- Provided records -
_ _ _

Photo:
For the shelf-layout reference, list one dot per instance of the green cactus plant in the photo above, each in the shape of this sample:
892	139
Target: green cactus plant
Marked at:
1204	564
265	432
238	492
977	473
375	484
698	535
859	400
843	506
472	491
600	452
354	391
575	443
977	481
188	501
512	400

_ _ _

- Work request -
Retype the whole listing above, line for line and exactly.

- Answer for this exercise -
Photo:
For the shelf-layout reference, list one dot per instance of the green cactus plant in the photo above, each in the shape of this sample:
892	139
Target: green cactus plant
Marked at:
1204	564
265	432
238	492
977	473
375	484
698	535
859	400
843	506
472	491
600	452
354	391
575	443
977	481
188	501
512	400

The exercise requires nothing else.